Explore the material:
**a.** Reproduce the passage of the MUAC campaign article that begins at the words "Elizabeth Doyle" and ends after the words "their full recovery.", replacing "UNICEF" with "the United Nations Children's Fund".
**b.** According to the MUAC campaign article, how many medical teams are carrying out the survey?

+++ Excerpt to read

The MUAC Screening Campaign: Identifying Malnourished Children and Helping them to Thrive

Based on the results, malnourished children will receive quick referrals to clinics and mobile teams for life-saving interventions

Elizabeth Doyle
02 September 2021

Yemen has the unwelcome distinction of being home to 2 million acutely malnourished children who are fighting to survive. In response, the Ministry of Public Health and Population has partnered with UNICEF to conduct a nutritional survey – the MUAC Screening Campaign in Marib Governorate, Yemen –with the goal of identifying cases of malnutrition in households and camps within rural and urban areas.

The survey was launched this past June (2021) and aims to reach 101,920 children under the age of five, thanks to the efforts of 422 medical teams (comprised of 1,103 staff and volunteers). Based on the results, malnourished children will receive quick referrals to clinics and mobile teams for life-saving interventions, such as plumpy nut supplements, and will then be followed by UNICEF to ensure their full recovery.

++++++
+++ Data excerpt

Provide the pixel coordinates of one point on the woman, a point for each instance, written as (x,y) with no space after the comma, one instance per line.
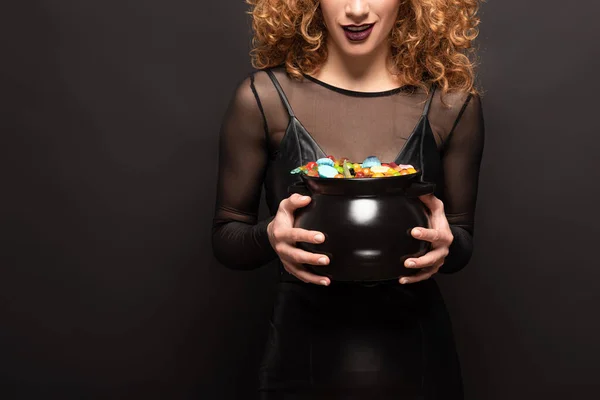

++++++

Answer list:
**a.**
Elizabeth Doyle
02 September 2021

Yemen has the unwelcome distinction of being home to 2 million acutely malnourished children who are fighting to survive. In response, the Ministry of Public Health and Population has partnered with the United Nations Children's Fund to conduct a nutritional survey – the MUAC Screening Campaign in Marib Governorate, Yemen –with the goal of identifying cases of malnutrition in households and camps within rural and urban areas.

The survey was launched this past June (2021) and aims to reach 101,920 children under the age of five, thanks to the efforts of 422 medical teams (comprised of 1,103 staff and volunteers). Based on the results, malnourished children will receive quick referrals to clinics and mobile teams for life-saving interventions, such as plumpy nut supplements, and will then be followed by the United Nations Children's Fund to ensure their full recovery.

**b.** 422 medical teams, made up of 1,103 staff and volunteers.